**Objective:** Update the rows from the line containing "Where can you find the brick building facade?" through the last row: change "concrete curb" to "stone curb" and leave everything else the same. Give back only those rows.
———
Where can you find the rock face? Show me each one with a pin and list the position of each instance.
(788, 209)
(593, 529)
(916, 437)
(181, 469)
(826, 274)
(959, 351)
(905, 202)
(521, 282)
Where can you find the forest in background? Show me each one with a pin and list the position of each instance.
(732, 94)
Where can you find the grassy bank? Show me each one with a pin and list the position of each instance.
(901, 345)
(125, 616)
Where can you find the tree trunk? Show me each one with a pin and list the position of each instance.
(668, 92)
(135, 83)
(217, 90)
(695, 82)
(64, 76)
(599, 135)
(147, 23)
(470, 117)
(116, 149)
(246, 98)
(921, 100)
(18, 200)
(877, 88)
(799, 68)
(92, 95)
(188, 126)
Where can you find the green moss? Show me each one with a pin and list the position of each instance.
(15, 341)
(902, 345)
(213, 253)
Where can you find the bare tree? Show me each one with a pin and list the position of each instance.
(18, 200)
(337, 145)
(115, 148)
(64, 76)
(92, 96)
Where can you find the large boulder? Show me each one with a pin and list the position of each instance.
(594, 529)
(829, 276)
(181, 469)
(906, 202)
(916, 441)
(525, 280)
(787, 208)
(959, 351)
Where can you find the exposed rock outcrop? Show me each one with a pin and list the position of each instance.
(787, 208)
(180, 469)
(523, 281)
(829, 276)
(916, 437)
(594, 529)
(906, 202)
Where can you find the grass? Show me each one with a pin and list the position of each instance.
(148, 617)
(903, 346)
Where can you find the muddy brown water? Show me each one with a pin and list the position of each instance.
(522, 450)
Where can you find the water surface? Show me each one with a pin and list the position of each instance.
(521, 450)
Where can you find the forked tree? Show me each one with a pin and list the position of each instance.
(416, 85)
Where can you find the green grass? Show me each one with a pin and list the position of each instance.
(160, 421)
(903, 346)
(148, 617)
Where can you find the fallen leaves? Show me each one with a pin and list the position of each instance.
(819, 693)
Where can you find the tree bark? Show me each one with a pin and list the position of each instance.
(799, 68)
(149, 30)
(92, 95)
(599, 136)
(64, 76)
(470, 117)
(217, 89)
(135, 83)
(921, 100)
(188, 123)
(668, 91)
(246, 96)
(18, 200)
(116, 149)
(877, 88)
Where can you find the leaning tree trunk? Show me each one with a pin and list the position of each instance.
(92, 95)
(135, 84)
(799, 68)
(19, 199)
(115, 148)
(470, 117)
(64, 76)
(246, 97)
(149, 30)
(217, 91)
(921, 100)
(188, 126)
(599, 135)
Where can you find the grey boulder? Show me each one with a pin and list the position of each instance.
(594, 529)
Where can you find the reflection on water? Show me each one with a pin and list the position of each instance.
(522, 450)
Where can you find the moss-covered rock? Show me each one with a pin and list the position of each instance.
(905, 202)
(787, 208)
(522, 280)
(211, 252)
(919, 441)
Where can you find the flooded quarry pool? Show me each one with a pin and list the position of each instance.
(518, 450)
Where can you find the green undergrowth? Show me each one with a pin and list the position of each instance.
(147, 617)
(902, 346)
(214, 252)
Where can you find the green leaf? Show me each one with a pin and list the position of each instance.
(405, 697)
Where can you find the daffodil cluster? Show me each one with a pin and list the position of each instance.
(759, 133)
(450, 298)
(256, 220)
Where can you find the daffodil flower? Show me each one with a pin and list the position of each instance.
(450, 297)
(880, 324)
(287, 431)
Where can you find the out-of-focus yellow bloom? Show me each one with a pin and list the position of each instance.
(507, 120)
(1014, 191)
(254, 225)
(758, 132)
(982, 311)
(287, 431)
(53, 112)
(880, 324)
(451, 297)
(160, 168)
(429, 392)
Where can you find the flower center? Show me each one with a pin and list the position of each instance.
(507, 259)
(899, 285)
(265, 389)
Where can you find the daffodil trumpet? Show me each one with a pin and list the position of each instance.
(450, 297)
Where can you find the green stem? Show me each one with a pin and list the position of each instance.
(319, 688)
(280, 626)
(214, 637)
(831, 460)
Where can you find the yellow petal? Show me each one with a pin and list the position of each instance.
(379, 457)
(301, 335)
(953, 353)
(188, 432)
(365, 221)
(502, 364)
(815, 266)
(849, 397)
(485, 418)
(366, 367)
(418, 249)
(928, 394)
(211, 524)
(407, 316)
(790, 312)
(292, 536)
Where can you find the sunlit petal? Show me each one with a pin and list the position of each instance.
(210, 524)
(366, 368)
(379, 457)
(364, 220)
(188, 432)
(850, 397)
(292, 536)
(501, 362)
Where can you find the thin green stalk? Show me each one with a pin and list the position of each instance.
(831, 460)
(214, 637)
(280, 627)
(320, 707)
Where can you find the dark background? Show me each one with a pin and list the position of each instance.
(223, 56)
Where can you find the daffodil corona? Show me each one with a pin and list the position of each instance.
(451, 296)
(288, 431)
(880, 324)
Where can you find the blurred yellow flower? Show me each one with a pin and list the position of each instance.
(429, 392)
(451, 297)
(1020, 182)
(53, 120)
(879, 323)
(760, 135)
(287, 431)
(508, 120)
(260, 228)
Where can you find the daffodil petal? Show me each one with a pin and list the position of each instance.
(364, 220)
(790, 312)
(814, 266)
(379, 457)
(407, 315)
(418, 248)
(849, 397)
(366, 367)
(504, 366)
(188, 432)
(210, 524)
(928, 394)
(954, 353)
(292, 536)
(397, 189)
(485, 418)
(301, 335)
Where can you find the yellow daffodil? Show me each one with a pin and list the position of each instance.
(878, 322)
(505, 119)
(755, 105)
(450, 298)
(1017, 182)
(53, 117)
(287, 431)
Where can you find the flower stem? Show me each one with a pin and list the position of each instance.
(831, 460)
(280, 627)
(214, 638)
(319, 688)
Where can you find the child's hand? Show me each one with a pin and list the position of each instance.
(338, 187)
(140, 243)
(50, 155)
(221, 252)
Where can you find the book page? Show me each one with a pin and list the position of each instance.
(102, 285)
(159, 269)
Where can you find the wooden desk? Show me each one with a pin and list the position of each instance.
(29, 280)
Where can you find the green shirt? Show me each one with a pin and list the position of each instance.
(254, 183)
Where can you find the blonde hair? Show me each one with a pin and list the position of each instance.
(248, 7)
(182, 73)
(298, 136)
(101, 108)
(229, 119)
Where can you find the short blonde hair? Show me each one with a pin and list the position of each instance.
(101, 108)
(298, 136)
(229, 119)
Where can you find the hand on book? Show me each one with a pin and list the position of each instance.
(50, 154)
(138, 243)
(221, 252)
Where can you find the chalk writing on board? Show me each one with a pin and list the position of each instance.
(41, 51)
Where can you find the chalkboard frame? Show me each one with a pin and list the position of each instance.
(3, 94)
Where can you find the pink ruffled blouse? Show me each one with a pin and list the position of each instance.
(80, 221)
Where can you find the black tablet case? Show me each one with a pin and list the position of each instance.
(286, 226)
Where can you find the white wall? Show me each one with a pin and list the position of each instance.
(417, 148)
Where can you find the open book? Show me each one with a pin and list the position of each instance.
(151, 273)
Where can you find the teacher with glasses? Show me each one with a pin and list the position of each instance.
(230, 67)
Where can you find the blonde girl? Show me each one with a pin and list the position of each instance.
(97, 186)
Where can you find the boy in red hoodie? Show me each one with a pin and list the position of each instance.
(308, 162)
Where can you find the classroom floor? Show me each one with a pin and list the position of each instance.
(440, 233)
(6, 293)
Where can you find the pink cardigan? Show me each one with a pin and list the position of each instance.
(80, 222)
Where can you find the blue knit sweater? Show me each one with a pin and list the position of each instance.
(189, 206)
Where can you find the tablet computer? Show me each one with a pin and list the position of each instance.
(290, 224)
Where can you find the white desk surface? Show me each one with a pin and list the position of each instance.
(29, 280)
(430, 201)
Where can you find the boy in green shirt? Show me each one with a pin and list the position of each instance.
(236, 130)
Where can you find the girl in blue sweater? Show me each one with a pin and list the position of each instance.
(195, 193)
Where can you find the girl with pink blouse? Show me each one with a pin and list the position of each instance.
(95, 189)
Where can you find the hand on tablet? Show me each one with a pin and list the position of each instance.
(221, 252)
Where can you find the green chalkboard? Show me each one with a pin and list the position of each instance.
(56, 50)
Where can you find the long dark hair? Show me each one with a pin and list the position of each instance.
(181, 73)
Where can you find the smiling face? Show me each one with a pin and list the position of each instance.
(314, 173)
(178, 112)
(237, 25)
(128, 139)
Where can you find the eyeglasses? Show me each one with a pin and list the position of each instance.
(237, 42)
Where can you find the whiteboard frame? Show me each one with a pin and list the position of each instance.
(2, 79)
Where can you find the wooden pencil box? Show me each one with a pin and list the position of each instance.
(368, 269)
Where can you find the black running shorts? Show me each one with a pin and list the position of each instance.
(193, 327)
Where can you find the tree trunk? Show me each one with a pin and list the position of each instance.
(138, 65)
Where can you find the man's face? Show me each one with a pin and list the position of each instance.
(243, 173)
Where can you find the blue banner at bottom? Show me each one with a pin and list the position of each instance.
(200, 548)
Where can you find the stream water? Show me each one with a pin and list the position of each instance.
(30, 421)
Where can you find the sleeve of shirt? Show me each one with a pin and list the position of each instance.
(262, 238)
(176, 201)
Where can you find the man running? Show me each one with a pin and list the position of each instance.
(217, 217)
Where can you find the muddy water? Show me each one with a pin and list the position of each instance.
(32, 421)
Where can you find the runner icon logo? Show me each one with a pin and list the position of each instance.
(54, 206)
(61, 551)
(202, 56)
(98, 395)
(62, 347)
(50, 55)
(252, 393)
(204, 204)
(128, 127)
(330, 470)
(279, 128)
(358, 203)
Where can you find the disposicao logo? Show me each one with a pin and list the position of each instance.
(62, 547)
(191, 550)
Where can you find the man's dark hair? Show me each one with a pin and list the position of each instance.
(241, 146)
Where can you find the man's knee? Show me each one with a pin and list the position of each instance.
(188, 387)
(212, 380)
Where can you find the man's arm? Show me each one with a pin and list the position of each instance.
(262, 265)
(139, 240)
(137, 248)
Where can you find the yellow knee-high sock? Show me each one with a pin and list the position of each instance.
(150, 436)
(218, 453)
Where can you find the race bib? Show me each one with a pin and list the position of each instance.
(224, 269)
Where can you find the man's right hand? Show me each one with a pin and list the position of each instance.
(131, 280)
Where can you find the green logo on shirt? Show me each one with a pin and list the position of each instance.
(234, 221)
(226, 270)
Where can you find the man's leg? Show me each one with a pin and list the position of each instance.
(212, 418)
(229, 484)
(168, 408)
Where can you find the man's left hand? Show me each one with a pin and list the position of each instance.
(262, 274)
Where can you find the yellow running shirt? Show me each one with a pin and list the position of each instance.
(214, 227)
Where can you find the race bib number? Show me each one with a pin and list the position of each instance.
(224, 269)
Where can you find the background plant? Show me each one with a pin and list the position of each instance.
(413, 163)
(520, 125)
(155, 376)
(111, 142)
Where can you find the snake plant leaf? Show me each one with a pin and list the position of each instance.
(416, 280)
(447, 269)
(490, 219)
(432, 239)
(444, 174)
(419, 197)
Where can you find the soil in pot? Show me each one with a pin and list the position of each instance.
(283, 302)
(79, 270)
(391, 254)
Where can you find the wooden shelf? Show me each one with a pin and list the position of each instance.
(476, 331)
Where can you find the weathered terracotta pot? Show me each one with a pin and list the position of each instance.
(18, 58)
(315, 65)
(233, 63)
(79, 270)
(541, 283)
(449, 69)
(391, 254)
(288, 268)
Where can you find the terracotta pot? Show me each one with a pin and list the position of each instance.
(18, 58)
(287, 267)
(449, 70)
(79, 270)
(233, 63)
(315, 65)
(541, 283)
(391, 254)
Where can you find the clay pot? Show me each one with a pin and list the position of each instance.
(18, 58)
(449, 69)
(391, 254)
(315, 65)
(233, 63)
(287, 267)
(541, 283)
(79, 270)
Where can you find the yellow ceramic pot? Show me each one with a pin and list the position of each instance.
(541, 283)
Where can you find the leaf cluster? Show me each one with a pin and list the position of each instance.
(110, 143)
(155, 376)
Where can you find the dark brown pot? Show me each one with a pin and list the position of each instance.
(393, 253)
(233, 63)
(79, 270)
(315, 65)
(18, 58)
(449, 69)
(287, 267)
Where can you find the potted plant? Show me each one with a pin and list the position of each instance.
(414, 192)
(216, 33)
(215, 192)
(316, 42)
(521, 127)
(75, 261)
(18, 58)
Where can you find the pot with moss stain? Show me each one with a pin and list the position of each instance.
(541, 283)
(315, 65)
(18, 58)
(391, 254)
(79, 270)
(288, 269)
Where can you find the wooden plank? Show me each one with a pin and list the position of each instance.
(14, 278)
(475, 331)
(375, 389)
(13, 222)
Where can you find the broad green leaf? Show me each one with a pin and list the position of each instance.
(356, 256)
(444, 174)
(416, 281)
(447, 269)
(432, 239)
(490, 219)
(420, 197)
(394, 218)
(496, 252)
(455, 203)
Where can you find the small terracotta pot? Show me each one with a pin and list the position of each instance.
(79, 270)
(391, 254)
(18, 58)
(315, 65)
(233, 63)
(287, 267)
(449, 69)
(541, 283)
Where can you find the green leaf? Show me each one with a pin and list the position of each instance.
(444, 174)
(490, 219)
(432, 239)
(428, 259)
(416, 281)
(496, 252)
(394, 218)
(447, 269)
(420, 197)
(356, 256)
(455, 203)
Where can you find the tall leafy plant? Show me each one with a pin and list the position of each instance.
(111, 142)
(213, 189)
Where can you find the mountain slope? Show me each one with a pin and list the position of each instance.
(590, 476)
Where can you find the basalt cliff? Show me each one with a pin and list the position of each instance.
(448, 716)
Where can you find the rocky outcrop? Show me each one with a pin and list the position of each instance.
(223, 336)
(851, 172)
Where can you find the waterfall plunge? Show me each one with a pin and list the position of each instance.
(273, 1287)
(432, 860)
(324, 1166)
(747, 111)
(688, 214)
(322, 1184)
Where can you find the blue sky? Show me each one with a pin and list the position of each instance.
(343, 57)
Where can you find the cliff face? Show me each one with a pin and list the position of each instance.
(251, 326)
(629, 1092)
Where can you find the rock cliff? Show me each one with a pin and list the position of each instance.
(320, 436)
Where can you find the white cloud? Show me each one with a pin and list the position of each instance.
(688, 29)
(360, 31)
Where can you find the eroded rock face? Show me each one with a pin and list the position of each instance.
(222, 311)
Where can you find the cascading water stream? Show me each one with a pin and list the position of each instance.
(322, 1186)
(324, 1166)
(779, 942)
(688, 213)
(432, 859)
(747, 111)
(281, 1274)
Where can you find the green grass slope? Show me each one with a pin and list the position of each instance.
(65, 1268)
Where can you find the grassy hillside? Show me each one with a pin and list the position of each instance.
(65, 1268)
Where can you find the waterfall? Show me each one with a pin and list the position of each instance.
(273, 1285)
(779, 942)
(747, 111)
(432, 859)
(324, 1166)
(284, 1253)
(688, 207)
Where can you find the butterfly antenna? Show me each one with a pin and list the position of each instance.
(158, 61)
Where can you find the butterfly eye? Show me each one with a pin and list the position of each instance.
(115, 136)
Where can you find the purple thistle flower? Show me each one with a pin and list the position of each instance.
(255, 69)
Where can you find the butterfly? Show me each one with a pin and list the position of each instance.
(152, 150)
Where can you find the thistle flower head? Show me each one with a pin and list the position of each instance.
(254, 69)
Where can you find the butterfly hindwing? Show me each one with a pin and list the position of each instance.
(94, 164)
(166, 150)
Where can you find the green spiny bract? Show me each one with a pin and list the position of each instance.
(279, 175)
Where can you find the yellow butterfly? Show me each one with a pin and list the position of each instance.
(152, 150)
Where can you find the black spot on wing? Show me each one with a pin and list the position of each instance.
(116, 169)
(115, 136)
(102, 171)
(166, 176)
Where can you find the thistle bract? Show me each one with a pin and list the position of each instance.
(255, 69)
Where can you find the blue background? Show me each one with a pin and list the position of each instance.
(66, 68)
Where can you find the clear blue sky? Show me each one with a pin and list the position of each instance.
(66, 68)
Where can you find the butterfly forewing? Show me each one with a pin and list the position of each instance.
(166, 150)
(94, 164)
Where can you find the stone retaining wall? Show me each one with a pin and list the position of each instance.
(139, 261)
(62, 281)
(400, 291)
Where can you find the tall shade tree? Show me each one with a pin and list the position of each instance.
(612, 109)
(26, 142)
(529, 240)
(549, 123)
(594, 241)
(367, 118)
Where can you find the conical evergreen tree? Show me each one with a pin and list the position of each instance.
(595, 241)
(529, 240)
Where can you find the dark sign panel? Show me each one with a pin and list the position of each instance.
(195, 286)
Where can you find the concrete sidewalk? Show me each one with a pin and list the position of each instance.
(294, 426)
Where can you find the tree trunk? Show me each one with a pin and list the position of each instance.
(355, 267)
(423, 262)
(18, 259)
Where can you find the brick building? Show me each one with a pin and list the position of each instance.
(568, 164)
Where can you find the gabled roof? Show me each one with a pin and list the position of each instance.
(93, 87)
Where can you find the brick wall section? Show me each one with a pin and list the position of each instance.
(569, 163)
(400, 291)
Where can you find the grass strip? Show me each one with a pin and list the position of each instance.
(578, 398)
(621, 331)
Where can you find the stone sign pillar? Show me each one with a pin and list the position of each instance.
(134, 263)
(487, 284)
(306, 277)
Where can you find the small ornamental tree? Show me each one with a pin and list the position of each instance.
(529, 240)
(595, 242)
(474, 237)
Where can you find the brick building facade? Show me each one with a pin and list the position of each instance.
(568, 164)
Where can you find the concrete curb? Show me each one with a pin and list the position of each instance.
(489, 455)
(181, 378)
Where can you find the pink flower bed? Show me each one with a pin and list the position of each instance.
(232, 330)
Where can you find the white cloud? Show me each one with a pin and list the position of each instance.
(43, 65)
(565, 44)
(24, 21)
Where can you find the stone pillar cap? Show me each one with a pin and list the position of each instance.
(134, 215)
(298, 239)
———
**Output for this task:**
Where can you find the brick building facade? Show me each one with a pin and list the position of each instance.
(568, 164)
Where can you find the stone curb? Show me each one with a pin and list the position of each instance.
(489, 455)
(181, 378)
Where can you find the pink flower bed? Show me each one with a pin and list the position of each instance.
(232, 330)
Where can you find the white cloud? Show me each one with a pin and list the position of each instance.
(43, 65)
(565, 44)
(24, 21)
Where can you find the stone pillar cap? Show me each one with a pin and list the position of each instance.
(134, 215)
(298, 239)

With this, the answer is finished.